• [Task objective]: Leave out the pictures and copy the remaining records exactly.

Dataset records:
━━━━━━━━━━

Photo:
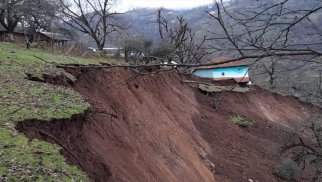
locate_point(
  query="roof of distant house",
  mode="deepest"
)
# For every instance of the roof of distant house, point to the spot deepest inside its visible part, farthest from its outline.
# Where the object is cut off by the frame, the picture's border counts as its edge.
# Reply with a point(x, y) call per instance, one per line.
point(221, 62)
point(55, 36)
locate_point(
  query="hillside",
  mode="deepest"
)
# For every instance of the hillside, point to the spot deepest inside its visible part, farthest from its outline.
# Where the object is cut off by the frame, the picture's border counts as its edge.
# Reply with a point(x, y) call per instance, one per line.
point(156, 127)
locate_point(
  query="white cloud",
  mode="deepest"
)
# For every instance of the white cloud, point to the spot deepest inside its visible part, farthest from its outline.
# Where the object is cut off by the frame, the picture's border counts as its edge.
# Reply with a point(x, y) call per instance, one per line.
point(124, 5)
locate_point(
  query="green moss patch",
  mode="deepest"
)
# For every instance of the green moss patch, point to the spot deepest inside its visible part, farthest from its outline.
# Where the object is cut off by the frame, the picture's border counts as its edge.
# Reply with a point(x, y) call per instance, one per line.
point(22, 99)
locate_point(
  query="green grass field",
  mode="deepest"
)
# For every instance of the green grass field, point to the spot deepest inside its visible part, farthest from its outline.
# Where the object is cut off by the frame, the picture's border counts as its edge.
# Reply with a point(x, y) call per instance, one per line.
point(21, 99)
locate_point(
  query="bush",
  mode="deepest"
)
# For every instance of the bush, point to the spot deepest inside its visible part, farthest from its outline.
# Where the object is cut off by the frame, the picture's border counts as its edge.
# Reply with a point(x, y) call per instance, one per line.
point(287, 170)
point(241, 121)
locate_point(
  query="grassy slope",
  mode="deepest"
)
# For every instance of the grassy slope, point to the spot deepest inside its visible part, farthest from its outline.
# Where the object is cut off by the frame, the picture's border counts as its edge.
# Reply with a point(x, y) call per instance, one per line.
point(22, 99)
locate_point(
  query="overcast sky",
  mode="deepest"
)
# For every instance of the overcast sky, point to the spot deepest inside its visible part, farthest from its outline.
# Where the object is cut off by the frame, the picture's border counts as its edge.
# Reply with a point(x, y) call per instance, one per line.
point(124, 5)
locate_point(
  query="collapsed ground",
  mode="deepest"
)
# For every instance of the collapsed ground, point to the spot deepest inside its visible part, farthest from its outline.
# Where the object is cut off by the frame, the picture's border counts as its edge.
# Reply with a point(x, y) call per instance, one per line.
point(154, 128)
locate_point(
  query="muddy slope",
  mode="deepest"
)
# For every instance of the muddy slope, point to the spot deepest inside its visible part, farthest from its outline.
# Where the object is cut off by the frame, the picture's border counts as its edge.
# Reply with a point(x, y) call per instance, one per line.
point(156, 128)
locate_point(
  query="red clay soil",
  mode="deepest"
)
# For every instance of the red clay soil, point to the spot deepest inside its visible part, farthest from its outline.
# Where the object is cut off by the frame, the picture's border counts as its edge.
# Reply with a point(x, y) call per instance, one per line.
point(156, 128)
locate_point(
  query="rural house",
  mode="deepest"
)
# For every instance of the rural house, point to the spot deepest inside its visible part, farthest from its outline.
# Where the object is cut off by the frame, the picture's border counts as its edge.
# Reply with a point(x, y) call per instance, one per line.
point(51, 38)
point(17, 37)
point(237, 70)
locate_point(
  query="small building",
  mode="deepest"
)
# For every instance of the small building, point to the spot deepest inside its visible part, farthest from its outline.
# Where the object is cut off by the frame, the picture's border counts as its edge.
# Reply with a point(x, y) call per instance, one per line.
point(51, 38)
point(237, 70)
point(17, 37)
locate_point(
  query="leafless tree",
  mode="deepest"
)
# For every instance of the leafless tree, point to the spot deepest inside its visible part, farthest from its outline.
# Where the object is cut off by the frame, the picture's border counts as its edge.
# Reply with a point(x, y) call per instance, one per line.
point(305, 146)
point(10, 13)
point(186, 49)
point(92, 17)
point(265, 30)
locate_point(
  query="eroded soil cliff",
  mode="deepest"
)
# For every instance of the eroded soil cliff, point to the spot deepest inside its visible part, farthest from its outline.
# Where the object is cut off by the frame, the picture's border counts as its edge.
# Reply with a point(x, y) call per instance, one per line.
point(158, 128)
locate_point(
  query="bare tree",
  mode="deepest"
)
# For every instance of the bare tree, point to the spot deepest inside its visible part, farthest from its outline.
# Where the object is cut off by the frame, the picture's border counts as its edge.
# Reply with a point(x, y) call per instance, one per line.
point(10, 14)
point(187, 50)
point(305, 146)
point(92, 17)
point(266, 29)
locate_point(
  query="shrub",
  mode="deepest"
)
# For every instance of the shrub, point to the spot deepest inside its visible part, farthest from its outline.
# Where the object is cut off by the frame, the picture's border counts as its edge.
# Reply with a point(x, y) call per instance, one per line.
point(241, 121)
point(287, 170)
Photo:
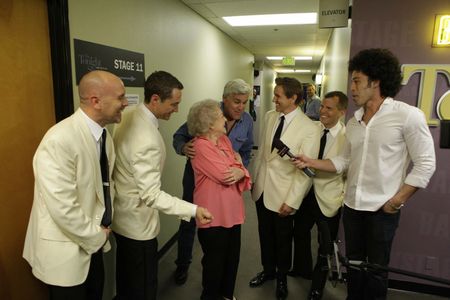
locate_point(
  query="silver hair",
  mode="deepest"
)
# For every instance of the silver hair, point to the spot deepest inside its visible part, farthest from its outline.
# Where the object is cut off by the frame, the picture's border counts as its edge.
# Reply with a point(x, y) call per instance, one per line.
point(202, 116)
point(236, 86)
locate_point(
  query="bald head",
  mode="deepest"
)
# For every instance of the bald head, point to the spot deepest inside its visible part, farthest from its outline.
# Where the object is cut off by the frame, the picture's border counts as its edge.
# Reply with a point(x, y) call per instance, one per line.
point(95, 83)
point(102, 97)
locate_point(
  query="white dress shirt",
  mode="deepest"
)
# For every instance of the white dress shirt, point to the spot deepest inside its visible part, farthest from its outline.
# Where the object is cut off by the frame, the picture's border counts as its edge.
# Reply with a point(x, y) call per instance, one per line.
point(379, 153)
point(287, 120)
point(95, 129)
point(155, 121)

━━━━━━━━━━

• [Response to this task]:
Photo:
locate_point(
  query="roof of distant house",
  mode="deepest"
)
# For every instance of the roof of distant house, point to the spot deepest inside its visible part, farthest from its outline.
# Where the object is cut off by the frame, the picture's border counts as its edge.
# Reply with a point(x, y) call per instance, one per line.
point(221, 62)
point(55, 36)
locate_point(
  query="hillside",
  mode="deepest"
)
# For every instance of the hillside, point to the spot deepest inside its visible part, farthest from its outline.
# Where the object is cut off by the frame, the picture's border counts as its edge.
# Reply with a point(x, y) call per instance, one per line.
point(156, 127)
locate_point(
  query="white cloud",
  mode="deepest"
)
# For every instance of the white cloud, point to the spot deepest inside its visible part, farthest from its outline.
# Where the object is cut off by the frame, the picture's border counts as its edge.
# Reply with a point(x, y) call per instance, one per line.
point(124, 5)
locate_point(
  query="green moss patch",
  mode="deepest"
)
# For every instance of the green moss patch, point to the spot deepest inside its visible part, farthest from its outline.
# Where the object is cut off by the frame, the picture's border counts as its edge.
# Reply with a point(x, y) call per instance, one per line.
point(22, 99)
locate_point(
  query="green grass field",
  mode="deepest"
)
# For every instance of the green grass field, point to the spot deepest inside its visible part, farthest from its outline.
# Where the object is cut off by the frame, the picture's border counts as its edge.
# Reply with a point(x, y) call per instance, one per line.
point(21, 99)
locate_point(
  query="bush",
  mode="deepest"
)
# For every instance of the bush, point to the spot deepest inside its visible part, farthest from its outline.
# Where the object is cut off by the frame, the picture's border counts as its edge.
# Reply with a point(x, y) call per instance, one per line.
point(287, 170)
point(241, 121)
locate_point(
  query="grassy slope",
  mode="deepest"
)
# For every instance of the grassy slope, point to the spot deepest inside its visible part, farthest from its outline.
# Where the object is cut off by the frame, the picture's border counts as its edge.
# Reply with a point(x, y) call per instance, one per line.
point(22, 99)
locate_point(
  query="overcast sky",
  mode="deepest"
)
# For every instance of the overcast sky, point to the spot deepest inside its visible part, farthest from its outline.
# Where the object is cut off by the frame, the picture's border counts as its edge.
# Reply with a point(x, y) call per instance, one per line.
point(124, 5)
locate_point(
  query="collapsed ground",
  mode="deepest"
)
# For every instance of the collapsed ground, point to the spot deepest inside its visible part, farthest from its outline.
# Where the object is cut off by the frame, the picture's border counts as its edge.
# Reply with a point(x, y) call per instance, one per line.
point(154, 128)
locate_point(
  query="muddy slope",
  mode="deepest"
)
# For every instance of the muddy slope, point to the spot deepest inside its visible part, farthest from its outline.
# Where the object is cut off by the frame, the picture's border counts as its edge.
# Reply with a point(x, y) call per instance, one per line.
point(156, 128)
locate_point(
  query="red clay soil",
  mode="deepest"
)
# For every instance of the red clay soil, point to the spot deepest inside its visible part, farthest from its outline.
# Where the object is cut off by the frame, the picture's border counts as its edge.
# Reply with a point(x, y) call per instance, one per line.
point(156, 128)
locate_point(
  query="rural house",
  mode="deepest"
)
# For every instance of the rural house, point to the spot deepest inside its visible part, farthest from its outline.
# Where the object is cut off by the frame, the picture's border counts as its edge.
# Reply with a point(x, y) call per instance, one per line.
point(51, 38)
point(17, 37)
point(237, 70)
locate_point(
  query="small building",
  mode="deepest"
)
# For every instance of the small building, point to the spot deepest inside its visible part, farthest from its outline.
# Where the object is cut off by the frame, the picture's border counts as its edge.
# Reply with a point(x, y) call per instance, one per line.
point(51, 38)
point(237, 70)
point(17, 37)
locate_point(
  query="leafless tree",
  mode="deepest"
)
# For every instance of the leafless tree, point to the spot deepest inside its visible part, farthest from its outline.
# Where the object is cut off by the frame, the picture's border counts as its edge.
# Reply with a point(x, y) call per instance, one per line.
point(305, 146)
point(10, 13)
point(186, 49)
point(92, 17)
point(265, 30)
locate_point(
  query="eroded soil cliff",
  mode="deepest"
)
# For every instance of the eroded soil cliff, point to the spot deepest inside its visible part, farthest from its outline.
# Where the object is cut off by the frame, the picture's border counts as its edge.
# Reply with a point(x, y) call per instance, one per line.
point(158, 128)
locate_point(
  query="bare tree",
  mode="deepest"
)
# For every instance of the bare tree, point to the spot deepest inside its visible part, farthest from its outline.
# Where the object is cut off by the frame, the picture's border counts as its edge.
# Reply with a point(x, y) call per instance, one per line.
point(10, 14)
point(187, 50)
point(305, 146)
point(92, 17)
point(266, 29)
locate_point(
  query="shrub",
  mode="deepest"
)
# For every instance of the shrub, point to the spot deepest inside its visible part, farthest from its outline.
# Where the object is cut off by the frame, the picture's border counts as its edge.
# Reply with a point(x, y) call per instance, one per line.
point(241, 121)
point(287, 170)
Photo:
locate_point(
  query="silver hair",
  mode="deepest"
)
# For every instance of the silver hair, point to the spot deepest inside its visible part, farthest from its outline.
# Where the object is cut off by the frame, the picture's border counts as its edge.
# Reply with a point(x, y) call per instance, one per line.
point(202, 116)
point(236, 86)
locate_point(
  query="bald head",
  mode="deepest"
)
# For every instance of the bald head, point to the spot deepest inside its visible part, farthest from its outline.
# Where the object is cut off by the frame, the picture's border counts as its edge.
# Reply with a point(x, y) call per instance, one per line.
point(95, 83)
point(102, 97)
locate_point(
  query="white dress shirt",
  mode="deepest"
)
# For every instance of the white dress shirt, point to the spot deepest inside its visible part, farthest from its outline.
# Where the object is cut off by the frame, the picture's border counts as its edge.
# Reply with a point(x, y) call per instance, one per line.
point(379, 153)
point(287, 120)
point(95, 129)
point(155, 121)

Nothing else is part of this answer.